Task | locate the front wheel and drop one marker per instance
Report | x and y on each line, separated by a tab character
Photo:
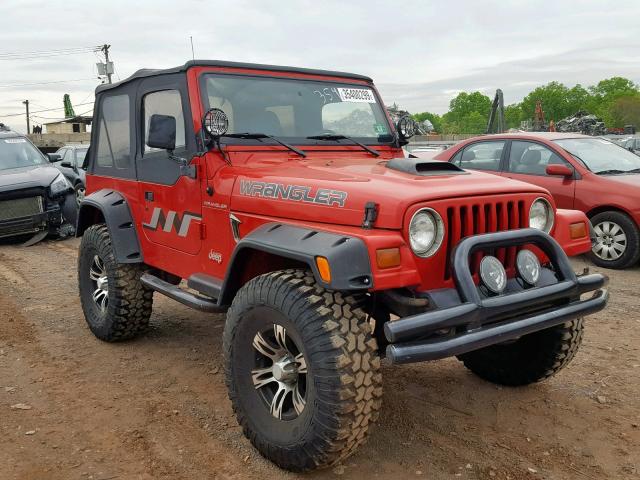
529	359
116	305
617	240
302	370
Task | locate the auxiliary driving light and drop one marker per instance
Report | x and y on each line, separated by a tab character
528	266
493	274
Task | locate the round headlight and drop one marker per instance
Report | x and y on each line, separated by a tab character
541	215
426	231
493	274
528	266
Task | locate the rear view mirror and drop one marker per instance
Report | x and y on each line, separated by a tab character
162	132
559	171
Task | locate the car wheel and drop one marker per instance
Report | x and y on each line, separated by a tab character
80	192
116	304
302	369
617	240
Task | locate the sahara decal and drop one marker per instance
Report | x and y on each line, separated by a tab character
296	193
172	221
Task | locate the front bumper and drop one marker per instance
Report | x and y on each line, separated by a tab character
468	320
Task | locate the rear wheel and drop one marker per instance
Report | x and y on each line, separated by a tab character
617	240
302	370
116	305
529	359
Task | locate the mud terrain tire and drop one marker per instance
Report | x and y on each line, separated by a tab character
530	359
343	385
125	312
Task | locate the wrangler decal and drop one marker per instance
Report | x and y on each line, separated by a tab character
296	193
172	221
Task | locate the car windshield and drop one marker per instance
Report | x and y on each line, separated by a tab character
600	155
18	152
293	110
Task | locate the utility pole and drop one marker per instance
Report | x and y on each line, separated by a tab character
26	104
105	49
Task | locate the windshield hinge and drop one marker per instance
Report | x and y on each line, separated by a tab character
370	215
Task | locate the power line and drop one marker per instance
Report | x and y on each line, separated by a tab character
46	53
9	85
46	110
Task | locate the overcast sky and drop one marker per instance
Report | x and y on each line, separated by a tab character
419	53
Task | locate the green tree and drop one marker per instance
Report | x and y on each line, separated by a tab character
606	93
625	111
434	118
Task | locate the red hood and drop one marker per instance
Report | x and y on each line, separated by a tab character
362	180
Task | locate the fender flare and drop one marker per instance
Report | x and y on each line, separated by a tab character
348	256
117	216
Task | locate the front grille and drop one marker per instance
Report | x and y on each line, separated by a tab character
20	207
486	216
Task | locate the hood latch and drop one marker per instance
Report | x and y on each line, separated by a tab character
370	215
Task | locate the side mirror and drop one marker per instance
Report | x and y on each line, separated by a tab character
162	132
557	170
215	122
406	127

...

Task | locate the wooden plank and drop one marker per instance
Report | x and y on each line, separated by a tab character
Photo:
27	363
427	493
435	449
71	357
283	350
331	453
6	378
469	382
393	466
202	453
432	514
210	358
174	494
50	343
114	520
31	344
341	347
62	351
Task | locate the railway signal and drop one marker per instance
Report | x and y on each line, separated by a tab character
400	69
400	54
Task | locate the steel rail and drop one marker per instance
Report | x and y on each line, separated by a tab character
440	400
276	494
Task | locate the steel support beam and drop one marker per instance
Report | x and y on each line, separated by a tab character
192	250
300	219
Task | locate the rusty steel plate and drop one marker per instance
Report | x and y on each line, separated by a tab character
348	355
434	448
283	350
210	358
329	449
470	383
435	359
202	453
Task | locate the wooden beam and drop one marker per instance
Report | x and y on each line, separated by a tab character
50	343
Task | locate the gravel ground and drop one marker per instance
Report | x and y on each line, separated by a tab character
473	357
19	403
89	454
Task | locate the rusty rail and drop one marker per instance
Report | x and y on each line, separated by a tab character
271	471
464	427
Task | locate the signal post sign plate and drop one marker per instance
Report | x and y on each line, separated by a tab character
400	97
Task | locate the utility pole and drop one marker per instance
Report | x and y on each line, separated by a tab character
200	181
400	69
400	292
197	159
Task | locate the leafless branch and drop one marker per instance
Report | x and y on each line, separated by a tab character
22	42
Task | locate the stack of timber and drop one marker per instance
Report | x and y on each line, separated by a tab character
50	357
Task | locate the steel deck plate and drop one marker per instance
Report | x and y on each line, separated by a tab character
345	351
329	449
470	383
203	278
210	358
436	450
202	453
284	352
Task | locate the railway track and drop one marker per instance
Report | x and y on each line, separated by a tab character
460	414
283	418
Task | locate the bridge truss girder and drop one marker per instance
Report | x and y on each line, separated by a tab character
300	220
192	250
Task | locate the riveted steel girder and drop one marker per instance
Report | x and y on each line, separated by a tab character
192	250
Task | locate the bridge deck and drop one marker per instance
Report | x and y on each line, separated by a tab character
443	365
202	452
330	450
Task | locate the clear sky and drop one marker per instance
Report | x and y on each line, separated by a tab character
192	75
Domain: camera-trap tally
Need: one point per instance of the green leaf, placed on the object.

**Task requirements**
Could you copy out, word for word, every line from the one containing "Task | locate the steel deck" down to the one containing "Need: one point", with both of those lines included?

**Correct answer**
Task | locate the steel deck plate and drop one marker per instance
Report | x and y on each line, separated by a tab character
345	351
329	449
470	383
203	278
210	358
436	450
202	453
284	352
Task | locate the railway track and drop one marker per instance
Report | x and y on each line, separated by a tab character
460	414
283	418
Task | locate the bridge truss girder and drop one marker per instance
Report | x and y on each line, separated by a tab character
300	220
192	250
Task | locate the riveted steel girder and drop one marker per instance
Report | x and y on each line, separated by a tab character
192	250
Task | locate the bridge deck and drop one marker per instance
Report | x and y on each line, separated by a tab character
443	365
202	452
330	450
Task | locate the clear sky and drop one marker per instance
Report | x and y on each line, separated by a tab character
192	75
Domain: camera-trap tally
Need: one point per instance of the green leaf, placed on the object.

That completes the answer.